(Data to examine begins)

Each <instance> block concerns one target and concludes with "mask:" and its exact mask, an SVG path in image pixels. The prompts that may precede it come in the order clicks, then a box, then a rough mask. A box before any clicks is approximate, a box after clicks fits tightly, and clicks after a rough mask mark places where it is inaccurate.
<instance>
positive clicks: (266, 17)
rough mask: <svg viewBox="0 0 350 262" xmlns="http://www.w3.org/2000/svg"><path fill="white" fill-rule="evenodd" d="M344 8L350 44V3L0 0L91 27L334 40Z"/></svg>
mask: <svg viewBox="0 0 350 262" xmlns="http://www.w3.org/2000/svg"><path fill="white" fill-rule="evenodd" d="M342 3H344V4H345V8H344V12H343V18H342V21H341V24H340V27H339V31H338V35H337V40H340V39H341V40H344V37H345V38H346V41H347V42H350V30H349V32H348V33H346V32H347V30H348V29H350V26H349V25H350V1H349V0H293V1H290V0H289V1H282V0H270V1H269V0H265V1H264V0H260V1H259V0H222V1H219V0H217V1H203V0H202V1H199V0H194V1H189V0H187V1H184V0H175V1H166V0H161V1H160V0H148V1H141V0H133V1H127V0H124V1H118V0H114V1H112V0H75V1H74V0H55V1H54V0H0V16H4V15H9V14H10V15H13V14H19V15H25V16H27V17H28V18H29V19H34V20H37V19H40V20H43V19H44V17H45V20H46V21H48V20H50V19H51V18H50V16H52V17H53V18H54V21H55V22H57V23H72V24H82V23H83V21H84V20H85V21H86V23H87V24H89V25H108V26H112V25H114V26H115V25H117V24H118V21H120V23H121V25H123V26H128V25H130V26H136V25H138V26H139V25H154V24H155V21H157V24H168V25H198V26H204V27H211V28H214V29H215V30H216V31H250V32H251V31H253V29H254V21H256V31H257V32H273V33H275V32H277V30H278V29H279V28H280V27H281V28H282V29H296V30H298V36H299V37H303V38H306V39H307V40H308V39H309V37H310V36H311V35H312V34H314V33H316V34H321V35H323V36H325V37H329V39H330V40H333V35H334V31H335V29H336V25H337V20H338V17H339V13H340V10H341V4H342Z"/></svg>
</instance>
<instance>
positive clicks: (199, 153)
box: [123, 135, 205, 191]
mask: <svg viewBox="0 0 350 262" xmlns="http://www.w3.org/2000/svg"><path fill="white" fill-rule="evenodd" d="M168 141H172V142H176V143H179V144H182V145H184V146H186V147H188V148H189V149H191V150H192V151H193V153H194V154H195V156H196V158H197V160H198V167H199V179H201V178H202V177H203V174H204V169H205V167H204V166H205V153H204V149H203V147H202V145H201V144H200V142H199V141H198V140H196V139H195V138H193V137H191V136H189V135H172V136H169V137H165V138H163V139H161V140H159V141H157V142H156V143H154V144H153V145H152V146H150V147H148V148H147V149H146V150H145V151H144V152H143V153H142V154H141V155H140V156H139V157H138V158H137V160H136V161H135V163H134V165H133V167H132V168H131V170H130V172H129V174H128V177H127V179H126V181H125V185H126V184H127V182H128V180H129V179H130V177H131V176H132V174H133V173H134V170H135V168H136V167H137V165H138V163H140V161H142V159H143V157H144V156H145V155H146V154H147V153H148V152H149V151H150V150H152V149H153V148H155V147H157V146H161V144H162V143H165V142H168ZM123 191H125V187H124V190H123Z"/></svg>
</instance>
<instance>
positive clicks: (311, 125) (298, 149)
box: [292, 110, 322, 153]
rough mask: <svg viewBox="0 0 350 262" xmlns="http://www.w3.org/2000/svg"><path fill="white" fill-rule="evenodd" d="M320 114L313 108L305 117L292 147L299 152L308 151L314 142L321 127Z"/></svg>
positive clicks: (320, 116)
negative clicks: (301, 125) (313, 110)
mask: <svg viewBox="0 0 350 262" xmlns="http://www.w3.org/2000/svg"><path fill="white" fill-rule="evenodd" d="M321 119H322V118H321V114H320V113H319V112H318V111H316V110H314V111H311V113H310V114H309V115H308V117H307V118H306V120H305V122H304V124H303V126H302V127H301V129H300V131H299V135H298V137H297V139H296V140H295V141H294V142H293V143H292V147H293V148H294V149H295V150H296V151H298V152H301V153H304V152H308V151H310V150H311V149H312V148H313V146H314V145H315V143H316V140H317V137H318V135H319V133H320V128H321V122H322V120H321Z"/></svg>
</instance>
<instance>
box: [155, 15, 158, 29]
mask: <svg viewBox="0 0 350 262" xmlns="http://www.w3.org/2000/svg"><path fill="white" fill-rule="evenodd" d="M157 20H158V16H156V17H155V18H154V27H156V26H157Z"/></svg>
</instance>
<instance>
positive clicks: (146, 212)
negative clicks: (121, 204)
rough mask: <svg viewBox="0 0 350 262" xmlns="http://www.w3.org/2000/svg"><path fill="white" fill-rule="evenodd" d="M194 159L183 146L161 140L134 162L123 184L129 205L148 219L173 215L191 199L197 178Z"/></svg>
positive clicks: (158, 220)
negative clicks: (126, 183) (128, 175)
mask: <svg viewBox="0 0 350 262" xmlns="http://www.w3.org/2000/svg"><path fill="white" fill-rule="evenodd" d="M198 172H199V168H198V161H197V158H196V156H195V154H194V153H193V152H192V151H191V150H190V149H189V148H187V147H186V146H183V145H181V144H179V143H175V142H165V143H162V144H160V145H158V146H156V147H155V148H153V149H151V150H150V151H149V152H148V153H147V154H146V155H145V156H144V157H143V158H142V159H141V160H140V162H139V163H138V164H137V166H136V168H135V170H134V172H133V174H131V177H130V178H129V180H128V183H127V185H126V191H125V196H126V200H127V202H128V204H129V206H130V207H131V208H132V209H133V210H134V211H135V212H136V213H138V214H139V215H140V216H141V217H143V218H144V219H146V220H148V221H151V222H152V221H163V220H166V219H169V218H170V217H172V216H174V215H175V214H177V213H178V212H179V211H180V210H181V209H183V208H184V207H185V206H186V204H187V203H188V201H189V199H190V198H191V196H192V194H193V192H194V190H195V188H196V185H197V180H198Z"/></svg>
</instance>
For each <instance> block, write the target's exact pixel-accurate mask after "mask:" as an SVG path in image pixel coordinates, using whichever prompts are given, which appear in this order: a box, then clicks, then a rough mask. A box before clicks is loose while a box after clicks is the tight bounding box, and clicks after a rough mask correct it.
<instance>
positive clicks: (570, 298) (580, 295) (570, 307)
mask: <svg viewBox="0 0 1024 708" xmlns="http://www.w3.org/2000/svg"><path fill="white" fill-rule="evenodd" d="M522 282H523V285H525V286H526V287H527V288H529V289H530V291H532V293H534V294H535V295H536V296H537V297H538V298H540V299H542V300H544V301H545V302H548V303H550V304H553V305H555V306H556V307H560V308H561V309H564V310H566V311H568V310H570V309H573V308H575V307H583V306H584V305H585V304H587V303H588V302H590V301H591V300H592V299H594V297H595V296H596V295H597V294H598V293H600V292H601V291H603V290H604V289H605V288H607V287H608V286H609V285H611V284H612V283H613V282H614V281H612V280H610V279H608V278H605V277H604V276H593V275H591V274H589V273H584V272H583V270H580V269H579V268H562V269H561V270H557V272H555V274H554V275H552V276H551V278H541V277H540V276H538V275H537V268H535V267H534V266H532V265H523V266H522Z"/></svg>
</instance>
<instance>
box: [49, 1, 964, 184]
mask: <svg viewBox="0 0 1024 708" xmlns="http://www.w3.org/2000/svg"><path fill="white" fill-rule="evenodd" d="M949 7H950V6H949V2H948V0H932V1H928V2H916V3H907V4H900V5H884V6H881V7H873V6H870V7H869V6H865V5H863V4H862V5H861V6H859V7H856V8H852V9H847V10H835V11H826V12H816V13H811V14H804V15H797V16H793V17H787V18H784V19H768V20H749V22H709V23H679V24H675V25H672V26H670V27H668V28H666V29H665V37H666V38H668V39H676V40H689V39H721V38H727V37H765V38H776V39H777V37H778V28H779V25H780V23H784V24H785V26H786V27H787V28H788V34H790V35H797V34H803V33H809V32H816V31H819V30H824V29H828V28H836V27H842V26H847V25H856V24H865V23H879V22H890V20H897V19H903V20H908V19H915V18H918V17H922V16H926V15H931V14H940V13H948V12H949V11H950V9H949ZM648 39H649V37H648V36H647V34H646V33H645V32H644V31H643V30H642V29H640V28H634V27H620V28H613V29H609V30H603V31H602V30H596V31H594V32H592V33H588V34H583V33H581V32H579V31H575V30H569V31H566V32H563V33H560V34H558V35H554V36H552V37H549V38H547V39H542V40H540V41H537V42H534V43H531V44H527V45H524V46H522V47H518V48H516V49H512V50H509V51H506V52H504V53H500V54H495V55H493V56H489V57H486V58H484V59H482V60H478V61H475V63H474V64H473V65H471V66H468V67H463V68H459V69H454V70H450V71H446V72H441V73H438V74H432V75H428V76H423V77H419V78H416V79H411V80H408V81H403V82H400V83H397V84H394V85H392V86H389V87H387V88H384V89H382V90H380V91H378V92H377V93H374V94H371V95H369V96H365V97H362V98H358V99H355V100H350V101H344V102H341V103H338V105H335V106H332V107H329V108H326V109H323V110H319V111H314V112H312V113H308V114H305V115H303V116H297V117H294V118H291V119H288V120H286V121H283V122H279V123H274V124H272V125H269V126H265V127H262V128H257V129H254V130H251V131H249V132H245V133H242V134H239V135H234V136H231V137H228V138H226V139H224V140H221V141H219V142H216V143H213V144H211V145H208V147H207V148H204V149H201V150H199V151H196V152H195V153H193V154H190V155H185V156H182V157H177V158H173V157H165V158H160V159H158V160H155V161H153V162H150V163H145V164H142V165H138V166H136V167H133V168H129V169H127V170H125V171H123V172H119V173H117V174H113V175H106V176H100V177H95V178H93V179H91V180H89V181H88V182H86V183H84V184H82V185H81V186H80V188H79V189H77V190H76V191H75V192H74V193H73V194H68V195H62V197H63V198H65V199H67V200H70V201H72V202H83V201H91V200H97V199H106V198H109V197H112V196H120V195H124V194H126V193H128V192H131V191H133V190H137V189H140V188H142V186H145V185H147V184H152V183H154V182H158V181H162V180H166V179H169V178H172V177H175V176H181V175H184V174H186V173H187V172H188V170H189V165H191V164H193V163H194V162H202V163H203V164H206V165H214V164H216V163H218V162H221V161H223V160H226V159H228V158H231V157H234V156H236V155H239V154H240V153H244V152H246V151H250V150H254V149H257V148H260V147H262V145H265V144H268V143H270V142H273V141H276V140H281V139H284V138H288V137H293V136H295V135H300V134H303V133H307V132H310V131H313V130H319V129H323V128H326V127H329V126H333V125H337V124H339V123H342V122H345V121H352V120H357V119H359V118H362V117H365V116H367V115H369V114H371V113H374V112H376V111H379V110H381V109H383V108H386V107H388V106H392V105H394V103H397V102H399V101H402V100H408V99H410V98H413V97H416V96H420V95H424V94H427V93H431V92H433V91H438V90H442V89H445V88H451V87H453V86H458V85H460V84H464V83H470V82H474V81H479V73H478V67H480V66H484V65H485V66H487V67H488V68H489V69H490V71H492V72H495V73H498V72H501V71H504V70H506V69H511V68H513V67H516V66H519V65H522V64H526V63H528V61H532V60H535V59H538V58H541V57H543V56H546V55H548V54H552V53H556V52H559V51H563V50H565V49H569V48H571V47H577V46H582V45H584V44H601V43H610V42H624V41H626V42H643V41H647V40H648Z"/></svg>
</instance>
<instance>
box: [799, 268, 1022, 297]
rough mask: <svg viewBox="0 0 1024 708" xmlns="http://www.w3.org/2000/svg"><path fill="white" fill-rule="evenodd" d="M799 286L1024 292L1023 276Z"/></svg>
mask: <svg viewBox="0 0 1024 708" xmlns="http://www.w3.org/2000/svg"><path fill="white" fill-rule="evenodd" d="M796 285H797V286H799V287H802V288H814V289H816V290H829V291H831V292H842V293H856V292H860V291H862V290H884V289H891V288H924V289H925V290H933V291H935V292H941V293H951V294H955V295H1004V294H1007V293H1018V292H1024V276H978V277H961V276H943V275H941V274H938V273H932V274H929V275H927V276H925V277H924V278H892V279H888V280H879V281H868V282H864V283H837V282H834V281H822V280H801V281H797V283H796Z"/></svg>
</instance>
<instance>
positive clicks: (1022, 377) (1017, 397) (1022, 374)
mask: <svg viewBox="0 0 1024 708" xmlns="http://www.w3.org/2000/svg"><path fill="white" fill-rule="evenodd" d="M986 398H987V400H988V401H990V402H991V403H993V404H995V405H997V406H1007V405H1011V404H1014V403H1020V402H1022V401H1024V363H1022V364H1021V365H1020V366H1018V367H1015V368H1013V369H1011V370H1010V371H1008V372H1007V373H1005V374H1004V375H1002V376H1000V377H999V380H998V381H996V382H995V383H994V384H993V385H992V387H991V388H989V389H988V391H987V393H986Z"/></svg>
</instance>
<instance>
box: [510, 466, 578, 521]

(Data to examine ends)

- Assigned task: Rewrite the stretch from the start of the material through the line containing "8L350 44V3L0 0L91", changing "positive clicks" to "foreground clicks" and leaving everything else unchanged.

- Problem solution:
Each <instance> block concerns one target and concludes with "mask:" and its exact mask, an SVG path in image pixels. The prompts that may precede it come in the order clicks, then a box, then a rough mask. A box before any clicks is approximate, a box after clicks fits tightly, and clicks after a rough mask mark places where it is inaccurate.
<instance>
foreground clicks: (266, 17)
rough mask: <svg viewBox="0 0 350 262" xmlns="http://www.w3.org/2000/svg"><path fill="white" fill-rule="evenodd" d="M344 8L350 44V3L0 0L91 27L334 40Z"/></svg>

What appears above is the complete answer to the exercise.